CHALLENGE:
Print all of the entries below verbatim, from the first line through the last, changing nothing.

## Start

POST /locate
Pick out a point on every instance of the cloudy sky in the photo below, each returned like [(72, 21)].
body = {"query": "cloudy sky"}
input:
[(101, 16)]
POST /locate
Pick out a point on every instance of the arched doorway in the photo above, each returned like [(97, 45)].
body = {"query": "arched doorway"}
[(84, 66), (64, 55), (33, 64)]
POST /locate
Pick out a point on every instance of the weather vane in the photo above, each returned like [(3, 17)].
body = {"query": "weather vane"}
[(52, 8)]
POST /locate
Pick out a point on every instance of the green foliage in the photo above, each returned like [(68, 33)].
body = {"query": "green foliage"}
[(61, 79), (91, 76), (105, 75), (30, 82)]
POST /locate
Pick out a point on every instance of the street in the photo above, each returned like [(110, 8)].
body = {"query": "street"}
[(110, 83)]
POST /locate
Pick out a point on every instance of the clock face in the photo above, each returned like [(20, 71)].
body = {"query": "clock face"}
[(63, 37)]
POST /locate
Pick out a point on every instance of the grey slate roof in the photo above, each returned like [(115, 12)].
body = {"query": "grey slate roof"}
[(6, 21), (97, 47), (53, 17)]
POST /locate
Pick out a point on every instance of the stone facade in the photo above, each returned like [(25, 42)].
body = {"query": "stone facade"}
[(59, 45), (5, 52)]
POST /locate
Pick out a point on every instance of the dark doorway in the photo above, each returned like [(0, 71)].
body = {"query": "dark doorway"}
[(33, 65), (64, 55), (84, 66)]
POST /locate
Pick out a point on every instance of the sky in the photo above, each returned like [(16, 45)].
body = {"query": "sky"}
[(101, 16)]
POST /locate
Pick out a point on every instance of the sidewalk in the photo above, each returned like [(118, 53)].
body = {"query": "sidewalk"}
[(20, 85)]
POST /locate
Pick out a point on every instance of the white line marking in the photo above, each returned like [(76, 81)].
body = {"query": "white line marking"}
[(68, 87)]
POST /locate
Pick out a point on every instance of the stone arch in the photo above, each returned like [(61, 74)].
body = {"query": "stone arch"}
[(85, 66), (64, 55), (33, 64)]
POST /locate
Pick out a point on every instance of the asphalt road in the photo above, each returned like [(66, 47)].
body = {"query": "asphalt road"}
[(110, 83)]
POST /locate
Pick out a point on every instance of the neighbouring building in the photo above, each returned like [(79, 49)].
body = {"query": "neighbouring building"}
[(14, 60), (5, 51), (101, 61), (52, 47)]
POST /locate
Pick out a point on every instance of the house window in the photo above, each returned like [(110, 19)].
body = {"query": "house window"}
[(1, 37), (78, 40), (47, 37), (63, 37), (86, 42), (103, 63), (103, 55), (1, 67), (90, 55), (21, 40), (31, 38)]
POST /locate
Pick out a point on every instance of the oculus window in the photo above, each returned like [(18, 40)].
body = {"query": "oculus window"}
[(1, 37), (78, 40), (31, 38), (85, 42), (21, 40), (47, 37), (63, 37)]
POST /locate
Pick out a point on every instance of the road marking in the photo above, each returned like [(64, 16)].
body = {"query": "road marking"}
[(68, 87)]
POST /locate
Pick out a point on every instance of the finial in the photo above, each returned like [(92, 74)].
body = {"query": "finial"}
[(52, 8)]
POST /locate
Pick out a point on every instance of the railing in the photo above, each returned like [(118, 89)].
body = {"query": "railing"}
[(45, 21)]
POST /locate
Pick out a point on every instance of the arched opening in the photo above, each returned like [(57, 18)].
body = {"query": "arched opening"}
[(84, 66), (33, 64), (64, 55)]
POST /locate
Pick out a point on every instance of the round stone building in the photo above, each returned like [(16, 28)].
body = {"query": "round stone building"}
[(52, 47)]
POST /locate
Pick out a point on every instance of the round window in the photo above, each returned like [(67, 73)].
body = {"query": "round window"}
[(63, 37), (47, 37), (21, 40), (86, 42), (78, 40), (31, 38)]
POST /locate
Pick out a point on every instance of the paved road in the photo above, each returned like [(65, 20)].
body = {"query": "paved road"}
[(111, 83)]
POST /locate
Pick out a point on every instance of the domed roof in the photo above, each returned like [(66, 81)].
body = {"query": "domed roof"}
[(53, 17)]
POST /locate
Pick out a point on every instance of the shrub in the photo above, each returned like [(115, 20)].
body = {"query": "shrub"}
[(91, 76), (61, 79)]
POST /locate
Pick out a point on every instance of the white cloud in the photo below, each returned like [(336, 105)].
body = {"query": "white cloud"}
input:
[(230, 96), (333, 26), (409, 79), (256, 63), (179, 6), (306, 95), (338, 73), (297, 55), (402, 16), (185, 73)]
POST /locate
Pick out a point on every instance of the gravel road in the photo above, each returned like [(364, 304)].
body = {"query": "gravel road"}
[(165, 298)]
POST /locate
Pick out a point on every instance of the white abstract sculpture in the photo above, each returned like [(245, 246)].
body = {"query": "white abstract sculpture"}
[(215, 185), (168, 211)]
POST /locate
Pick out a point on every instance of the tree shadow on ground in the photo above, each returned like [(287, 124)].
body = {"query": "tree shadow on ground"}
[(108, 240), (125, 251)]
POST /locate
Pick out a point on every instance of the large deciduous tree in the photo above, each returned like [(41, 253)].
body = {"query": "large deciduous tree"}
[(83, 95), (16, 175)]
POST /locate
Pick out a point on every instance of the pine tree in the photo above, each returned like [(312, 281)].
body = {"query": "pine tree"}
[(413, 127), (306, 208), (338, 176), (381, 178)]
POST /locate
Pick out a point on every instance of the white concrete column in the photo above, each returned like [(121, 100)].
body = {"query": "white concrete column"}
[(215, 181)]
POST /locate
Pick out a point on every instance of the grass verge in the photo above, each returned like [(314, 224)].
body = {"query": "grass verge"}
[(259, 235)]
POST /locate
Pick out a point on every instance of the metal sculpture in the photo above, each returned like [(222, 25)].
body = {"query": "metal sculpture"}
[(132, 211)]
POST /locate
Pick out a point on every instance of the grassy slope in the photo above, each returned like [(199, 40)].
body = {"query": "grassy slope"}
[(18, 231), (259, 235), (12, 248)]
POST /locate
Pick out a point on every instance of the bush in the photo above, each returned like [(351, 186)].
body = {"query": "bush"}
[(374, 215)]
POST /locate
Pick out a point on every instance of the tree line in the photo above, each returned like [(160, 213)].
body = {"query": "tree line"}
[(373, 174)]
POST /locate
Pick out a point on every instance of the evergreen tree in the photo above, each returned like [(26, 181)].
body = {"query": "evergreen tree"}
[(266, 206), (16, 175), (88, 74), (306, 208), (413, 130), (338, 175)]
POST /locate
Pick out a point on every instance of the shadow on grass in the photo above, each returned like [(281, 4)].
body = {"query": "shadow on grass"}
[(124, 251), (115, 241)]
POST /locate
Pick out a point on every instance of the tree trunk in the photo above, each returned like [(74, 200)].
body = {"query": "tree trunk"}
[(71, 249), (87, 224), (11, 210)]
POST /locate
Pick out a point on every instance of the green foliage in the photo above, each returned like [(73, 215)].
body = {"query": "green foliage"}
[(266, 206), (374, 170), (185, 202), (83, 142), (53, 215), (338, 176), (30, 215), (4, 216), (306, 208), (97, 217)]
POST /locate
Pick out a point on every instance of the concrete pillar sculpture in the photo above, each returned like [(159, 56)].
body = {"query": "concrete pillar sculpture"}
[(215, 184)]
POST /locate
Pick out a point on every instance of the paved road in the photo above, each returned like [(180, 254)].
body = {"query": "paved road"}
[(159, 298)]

## End

COMPLETED EXERCISE:
POST /locate
Pick out a point on every instance of the cloudy sky in the photo below, each returned like [(72, 21)].
body = {"query": "cloudy sky"}
input:
[(101, 16)]
POST /locate
Pick out a point on every instance of the arched doorway in the photo above, each returned like [(97, 45)].
body = {"query": "arched doorway"}
[(84, 66), (64, 55), (33, 64)]
POST /locate
Pick out a point on every instance of the weather vane in the photo above, each returned like [(3, 17)].
body = {"query": "weather vane"}
[(52, 8)]
POST /locate
Pick out a point on every instance of the green foliage in the photo above, each returned like [(68, 33)].
body = {"query": "green foliage"}
[(61, 79), (91, 76), (105, 75), (30, 82)]
POST /locate
Pick out a point on every instance of the street in the photo above, each returned like [(110, 8)].
body = {"query": "street"}
[(110, 83)]
POST /locate
Pick out a point on every instance of the clock face in the photo above, each returned like [(20, 71)].
body = {"query": "clock face"}
[(63, 37)]
POST /locate
Pick out a point on every instance of the grey slate roof in the photo above, each returned like [(115, 12)].
body = {"query": "grey slate roof"}
[(6, 21), (97, 47), (53, 17)]
POST /locate
Pick out a point on every instance of the stone facade in the photo above, each returned like [(25, 42)].
body = {"query": "stone facade"}
[(59, 45), (5, 52)]
POST /locate
Pick out a point on every instance of the dark doorway in the photo above, each returned like [(0, 71)].
body = {"query": "dark doorway"}
[(33, 65), (64, 55), (84, 66)]
POST /locate
Pick out a point on every instance of the sky in the photo above, each returned like [(16, 45)].
body = {"query": "sky"}
[(101, 16)]
POST /locate
Pick out a point on every instance of the sidewalk in the photo above, each returned like [(118, 53)].
body = {"query": "sidewalk"}
[(20, 85)]
POST /locate
Pick out a point on every instance of the white line marking in the photo above, each returned like [(76, 81)].
body = {"query": "white line marking"}
[(68, 87)]
POST /locate
Pick out a point on every instance of the stone arch in the photo above, each returned like [(61, 74)].
body = {"query": "stone arch"}
[(85, 66), (64, 55), (33, 64)]
POST /locate
Pick out a point on every instance of the asphalt road in the photo above, each returned like [(66, 47)].
body = {"query": "asphalt road"}
[(110, 83)]
POST /locate
Pick out a point on every instance of the neighbouring building in the photo above, each returned like [(79, 49)].
body = {"query": "neighbouring building"}
[(14, 60), (5, 51), (101, 61), (52, 47)]
POST /locate
Pick out a point on every instance of the house window in the photo above, each returned like [(110, 19)].
body = {"query": "house window"}
[(1, 37), (78, 40), (47, 37), (63, 37), (86, 42), (103, 63), (103, 55), (1, 67), (90, 55), (21, 40), (31, 38)]
POST /locate
Pick out a point on every instance of the oculus window in the photo above, each returned like [(18, 40)].
body = {"query": "oculus window"}
[(1, 37), (78, 40), (31, 38), (85, 42), (21, 40), (47, 37), (63, 37)]
POST /locate
Pick out a point on every instance of the road marking in the photo above, each returned like [(64, 16)].
body = {"query": "road marking"}
[(68, 87)]
POST /locate
Pick out a point on every instance of the finial in the photo above, each returned like [(92, 74)].
body = {"query": "finial"}
[(52, 8)]
POST /locate
Pick out a point on every instance of the railing in the photo above, each returned like [(118, 89)].
body = {"query": "railing"}
[(45, 21)]
POST /locate
Pick out a point on every instance of the arched opening in the photo above, each returned like [(57, 18)].
body = {"query": "arched opening"}
[(84, 66), (33, 64), (64, 55)]
POST /locate
Pick out a point on every instance of the round stone building in the photo above, each returned like [(16, 28)].
body = {"query": "round stone building"}
[(52, 47)]
POST /locate
Pick out a point on every instance of the round window in the photo above, each returned like [(67, 73)].
body = {"query": "round window"}
[(63, 37), (47, 37), (21, 40), (86, 42), (78, 40), (31, 38)]
POST /locate
Pick out a point on every instance of the paved road in the photo above, each returned like [(65, 20)].
body = {"query": "paved road"}
[(111, 83)]
POST /locate
Pick out a point on every instance of the domed roof in the photo above, each returned like [(66, 81)].
body = {"query": "domed roof"}
[(53, 17)]
POST /locate
Pick out a point on every instance of the shrub in the photo above, each returned like [(115, 20)].
body = {"query": "shrub"}
[(91, 76), (61, 79)]
POST /locate
Pick out a point on every instance of the white cloud in the photo below, each returned like [(336, 105)].
body = {"query": "white cloud"}
input:
[(230, 96), (333, 26), (409, 79), (256, 63), (179, 6), (306, 95), (338, 73), (297, 55), (402, 16), (185, 73)]
POST /locate
Pick out a point on every instance of the gravel road in the photo above, each returned like [(364, 304)].
body = {"query": "gravel road"}
[(165, 298)]
POST /locate
Pick out a point on every instance of the white abstract sculpture in the photo above, each returned like [(245, 246)].
body = {"query": "white abstract sculpture"}
[(215, 185), (168, 211)]
POST /locate
Pick out a point on every instance of the tree shadow on ground in the photo above, each returned like [(287, 124)].
body = {"query": "tree shadow on ground"}
[(108, 240), (125, 251)]
POST /locate
Pick out a point on every instance of the large deciduous tree in the photo above, each returned like [(41, 253)].
body = {"query": "large deciduous tree"}
[(83, 95), (16, 175)]
POST /locate
Pick out a point on every instance of the pine tree in the photo above, each returned like [(312, 281)].
body = {"query": "pine tree"}
[(413, 127), (306, 208), (338, 176), (381, 178)]
POST /locate
Pick out a point on every instance of the white concrete column in the photo above, each returned like [(121, 100)].
body = {"query": "white concrete column"}
[(215, 181)]
POST /locate
Pick out a point on every instance of the grass verge in the photo above, each returned like [(314, 224)].
body = {"query": "grass verge"}
[(259, 235)]
POST /locate
Pick out a point on every instance of the metal sculpture in the photo above, each returned like [(222, 25)].
body = {"query": "metal sculpture"}
[(132, 211)]
POST /locate
Pick out a point on every instance of the grassy slope in the photo above, each returned like [(199, 40)].
body = {"query": "grassy slope"}
[(18, 231), (259, 235), (12, 248)]
POST /locate
Pick out a point on every instance of the bush in the photo above, each returned like [(351, 186)].
body = {"query": "bush"}
[(374, 215)]
POST /locate
Pick out a point on every instance of the tree line in the photo above, each returned like [(160, 213)].
body = {"query": "tree line"}
[(373, 174)]
POST /locate
Pick out a point on every instance of the evergreen tree in the photo above, each returned like [(26, 181)].
body = {"query": "evergreen tree"}
[(266, 206), (16, 175), (88, 74), (306, 208), (413, 130), (338, 175)]
POST /locate
Pick out a point on every instance of the shadow on grass in the photo above, each returned like [(281, 4)].
body = {"query": "shadow on grass"}
[(124, 251), (115, 241)]
POST /locate
Pick out a point on every instance of the tree trunk in the photo above, each returned like [(74, 200)].
body = {"query": "tree trunk"}
[(71, 249), (87, 224), (11, 210)]
POST /locate
Pick out a point on every instance of the green foliage in the photo above, each returned like [(73, 215)].
body = {"query": "green foliage"}
[(266, 206), (374, 170), (185, 202), (83, 142), (53, 215), (338, 176), (30, 215), (4, 216), (306, 208), (97, 217)]
POST /locate
Pick out a point on every instance of the concrete pillar sculpture in the photo above, each returned like [(159, 56)].
body = {"query": "concrete pillar sculpture"}
[(215, 184)]
POST /locate
Pick out a point on every instance of the paved road in the photo above, each returned like [(180, 254)].
body = {"query": "paved road"}
[(159, 298)]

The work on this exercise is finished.